What you will do —
Copy out all of the following data line by line, character for character, changing nothing.

Extracted material —
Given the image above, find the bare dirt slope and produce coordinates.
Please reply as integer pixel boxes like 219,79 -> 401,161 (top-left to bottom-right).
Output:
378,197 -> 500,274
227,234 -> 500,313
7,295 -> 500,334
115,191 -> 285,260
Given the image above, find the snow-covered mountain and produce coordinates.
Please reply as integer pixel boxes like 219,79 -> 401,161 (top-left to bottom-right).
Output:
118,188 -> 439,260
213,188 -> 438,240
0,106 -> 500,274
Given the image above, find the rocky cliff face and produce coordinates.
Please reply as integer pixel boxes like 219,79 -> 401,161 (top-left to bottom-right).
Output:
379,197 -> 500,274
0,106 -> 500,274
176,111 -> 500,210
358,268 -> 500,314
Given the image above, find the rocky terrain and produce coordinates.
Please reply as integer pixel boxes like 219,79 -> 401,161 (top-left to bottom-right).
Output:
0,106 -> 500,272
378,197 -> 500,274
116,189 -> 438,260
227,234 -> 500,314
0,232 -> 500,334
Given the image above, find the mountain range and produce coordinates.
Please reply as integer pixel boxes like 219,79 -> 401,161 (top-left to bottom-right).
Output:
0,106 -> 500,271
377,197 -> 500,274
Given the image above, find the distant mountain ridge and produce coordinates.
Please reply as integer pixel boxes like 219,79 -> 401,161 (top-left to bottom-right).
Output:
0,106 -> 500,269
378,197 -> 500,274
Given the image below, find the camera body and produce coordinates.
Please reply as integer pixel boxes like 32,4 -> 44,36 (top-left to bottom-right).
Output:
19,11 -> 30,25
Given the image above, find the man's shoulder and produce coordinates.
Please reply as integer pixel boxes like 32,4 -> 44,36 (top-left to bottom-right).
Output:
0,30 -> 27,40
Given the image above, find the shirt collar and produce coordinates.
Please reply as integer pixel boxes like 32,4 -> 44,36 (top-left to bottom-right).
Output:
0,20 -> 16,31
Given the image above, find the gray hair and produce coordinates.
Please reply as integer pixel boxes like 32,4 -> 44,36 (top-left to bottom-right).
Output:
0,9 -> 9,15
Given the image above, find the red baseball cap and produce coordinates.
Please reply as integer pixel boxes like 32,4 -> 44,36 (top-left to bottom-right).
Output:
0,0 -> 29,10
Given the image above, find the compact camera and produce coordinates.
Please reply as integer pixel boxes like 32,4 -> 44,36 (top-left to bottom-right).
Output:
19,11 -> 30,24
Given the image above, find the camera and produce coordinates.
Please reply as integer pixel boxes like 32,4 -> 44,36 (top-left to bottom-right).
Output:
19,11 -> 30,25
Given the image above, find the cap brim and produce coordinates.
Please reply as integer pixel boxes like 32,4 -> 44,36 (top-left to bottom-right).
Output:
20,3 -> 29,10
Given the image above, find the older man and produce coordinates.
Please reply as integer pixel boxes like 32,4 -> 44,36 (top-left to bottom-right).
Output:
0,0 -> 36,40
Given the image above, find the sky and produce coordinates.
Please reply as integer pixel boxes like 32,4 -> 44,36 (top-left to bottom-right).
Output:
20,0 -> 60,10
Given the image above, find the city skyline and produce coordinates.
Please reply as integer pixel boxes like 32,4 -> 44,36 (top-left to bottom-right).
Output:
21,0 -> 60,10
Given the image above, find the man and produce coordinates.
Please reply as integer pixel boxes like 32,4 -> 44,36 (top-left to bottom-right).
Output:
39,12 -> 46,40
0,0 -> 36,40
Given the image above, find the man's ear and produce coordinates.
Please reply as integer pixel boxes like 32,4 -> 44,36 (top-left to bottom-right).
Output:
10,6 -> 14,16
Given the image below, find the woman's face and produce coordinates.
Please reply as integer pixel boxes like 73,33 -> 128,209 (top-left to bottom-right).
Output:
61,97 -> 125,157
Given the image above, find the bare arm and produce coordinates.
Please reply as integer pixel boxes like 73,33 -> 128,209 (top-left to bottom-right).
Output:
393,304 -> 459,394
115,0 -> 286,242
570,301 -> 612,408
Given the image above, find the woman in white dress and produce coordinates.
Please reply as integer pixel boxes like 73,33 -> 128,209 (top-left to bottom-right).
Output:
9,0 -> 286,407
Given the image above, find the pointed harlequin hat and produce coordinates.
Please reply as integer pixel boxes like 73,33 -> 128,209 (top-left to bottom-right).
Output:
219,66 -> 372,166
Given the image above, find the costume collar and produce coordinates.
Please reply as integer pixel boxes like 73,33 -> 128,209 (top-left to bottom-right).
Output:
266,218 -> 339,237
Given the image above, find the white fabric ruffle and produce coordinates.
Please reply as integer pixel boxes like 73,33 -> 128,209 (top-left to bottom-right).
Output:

Response to this task —
Given the image above, find the bare dirt slope and produce coordinates.
Please reply as integer pixel boxes like 219,79 -> 401,161 (top-left to bottom-right).
Output:
378,197 -> 500,274
227,234 -> 500,313
7,295 -> 500,334
115,191 -> 285,260
Given the image above, find the snow-covered mountain and produce coordinates.
Please reply as integer pixel boxes like 219,79 -> 401,161 (top-left to bottom-right).
Output:
118,188 -> 439,260
213,188 -> 438,240
0,106 -> 500,274
Given the image above, find the rocky cliff face and produce coordinates.
Please reply as integer pixel boxes like 219,79 -> 401,161 (top-left to bottom-right).
Output:
379,197 -> 500,274
0,106 -> 500,274
176,111 -> 500,210
358,268 -> 500,314
Given the image above, find the rocky terrain and produce coordinates.
Please reply as integer pixel boxes like 219,79 -> 401,161 (top-left to bottom-right).
Output:
0,106 -> 500,272
378,197 -> 500,274
116,189 -> 438,260
227,234 -> 500,314
0,232 -> 500,334
Given the image above, find the mountain range and produce coordinates.
Please reply as integer pixel boxes like 219,79 -> 401,161 (top-left to bottom-right).
Output:
0,106 -> 500,271
377,197 -> 500,274
Given the image above, find the distant mountain ridge and produce coordinates.
Please reply as integer pixel boxes like 219,79 -> 401,161 (top-left to bottom-right).
Output:
0,106 -> 500,269
378,197 -> 500,274
Given the image below, find the camera body and produce coordinates.
Please reply as integer pixel boxes like 32,4 -> 44,36 (top-left to bottom-right).
Output:
19,11 -> 30,25
Given the image above, find the man's shoulder and produce coordinates.
Please reply as integer pixel boxes like 32,4 -> 44,36 (top-left to bottom-right).
Output:
0,30 -> 27,40
Given the image above, find the shirt collar and produce coordinates.
Please reply as integer pixel boxes like 32,4 -> 44,36 (top-left to bottom-right).
Output:
0,20 -> 16,31
Given the image above, find the gray hair and produce coordinates.
Please reply as integer pixel boxes like 32,4 -> 44,36 (top-left to bottom-right).
Output:
0,9 -> 9,15
Given the image above, find the red baseball cap and produce coordinates.
Please reply as integer pixel boxes like 32,4 -> 44,36 (top-left to bottom-right).
Output:
0,0 -> 29,10
Given the image above, find the compact camera and produce coordinates.
Please reply as integer pixel boxes like 32,4 -> 44,36 (top-left to bottom-right).
Output:
19,11 -> 30,24
Given the image above, find the camera and produce coordinates.
Please reply as integer pixel boxes like 32,4 -> 44,36 (top-left to bottom-right).
Output:
19,11 -> 30,25
Given the image above, find the cap brim and produce coordinates.
Please reply as integer pixel boxes like 32,4 -> 44,36 (top-left to bottom-right).
Output:
20,3 -> 29,10
Given the image above, find the older man and produce coordinates.
Please reply as integer pixel boxes like 32,4 -> 44,36 (top-left to bottom-right).
Output:
0,0 -> 36,40
Given the image above, find the sky and produce coordinates.
Please reply as integer pixel boxes like 32,4 -> 44,36 (top-left to bottom-right).
Output:
20,0 -> 60,10
Given the image above, find the city skyline and produce coordinates.
Please reply as integer pixel boxes like 32,4 -> 44,36 (top-left to bottom-right).
Output:
21,0 -> 60,10
Given the image above, find the man and produce coordinates.
Please reply as integer pixel boxes like 32,4 -> 44,36 (top-left to bottom-right).
Output:
39,12 -> 46,40
0,0 -> 36,40
Given the image above, find the man's ear and produce coordinates.
Please reply as integer pixel boxes like 32,4 -> 44,36 (top-left to bottom-right).
Output:
10,6 -> 14,16
Given the image below, find the woman's face and produce coordinates.
Please reply as integer pixel boxes like 73,33 -> 128,209 (top-left to bottom-right).
Output:
61,97 -> 125,157
Given the image above, find the bare arm and produce coordinates.
Please reply as integer pixel boxes like 73,33 -> 128,209 (top-left to bottom-right).
Output:
393,304 -> 459,394
115,0 -> 286,242
570,301 -> 612,408
Given the image above, find the woman in white dress and produce coordinates.
Please reply as integer pixel boxes like 73,33 -> 128,209 (top-left to bottom-right).
Output:
9,0 -> 286,407
Given the image above, find the pointed harlequin hat and produce coordinates.
Please reply as integer pixel boxes like 73,33 -> 128,209 (top-left to bottom-right).
Output:
219,66 -> 372,166
Given the image above, find the costume collar and produce coordinates.
Please reply as integer pixel boxes like 73,33 -> 128,209 (top-left to bottom-right).
Output:
266,218 -> 339,237
Given the image above, find the white fabric ruffle and produce coordinates.
Please reply as integer pixel boxes like 73,33 -> 128,209 (top-left to bottom-right).
Output:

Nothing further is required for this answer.